Problem details — Copy the listing exactly, images excluded.

━━━━━ Dataset ━━━━━

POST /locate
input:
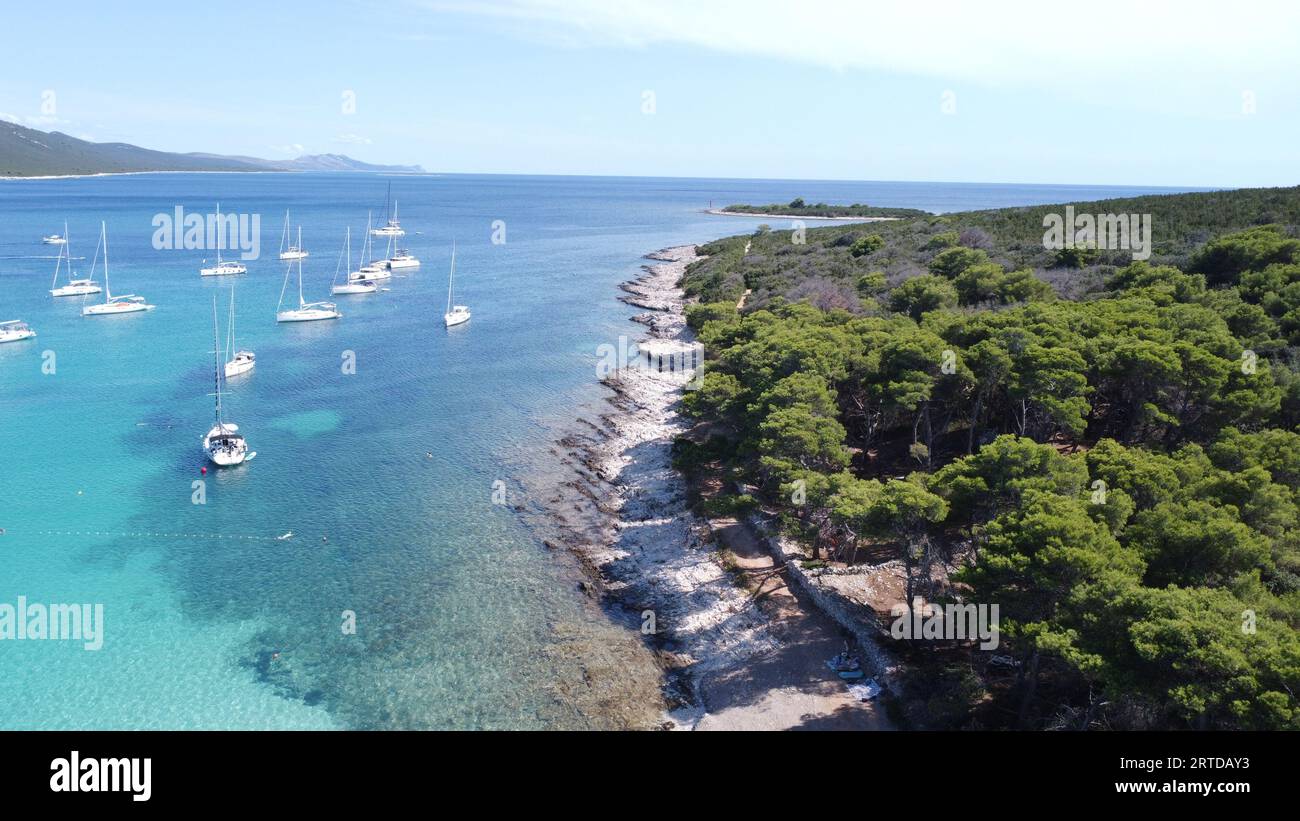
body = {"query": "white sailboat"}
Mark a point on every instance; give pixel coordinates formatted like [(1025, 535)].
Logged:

━━━━━

Answer to this task —
POST /locate
input:
body = {"query": "white sailboat"}
Mark a point on every instance; give pixel coordinates formatted like [(1025, 535)].
Logged:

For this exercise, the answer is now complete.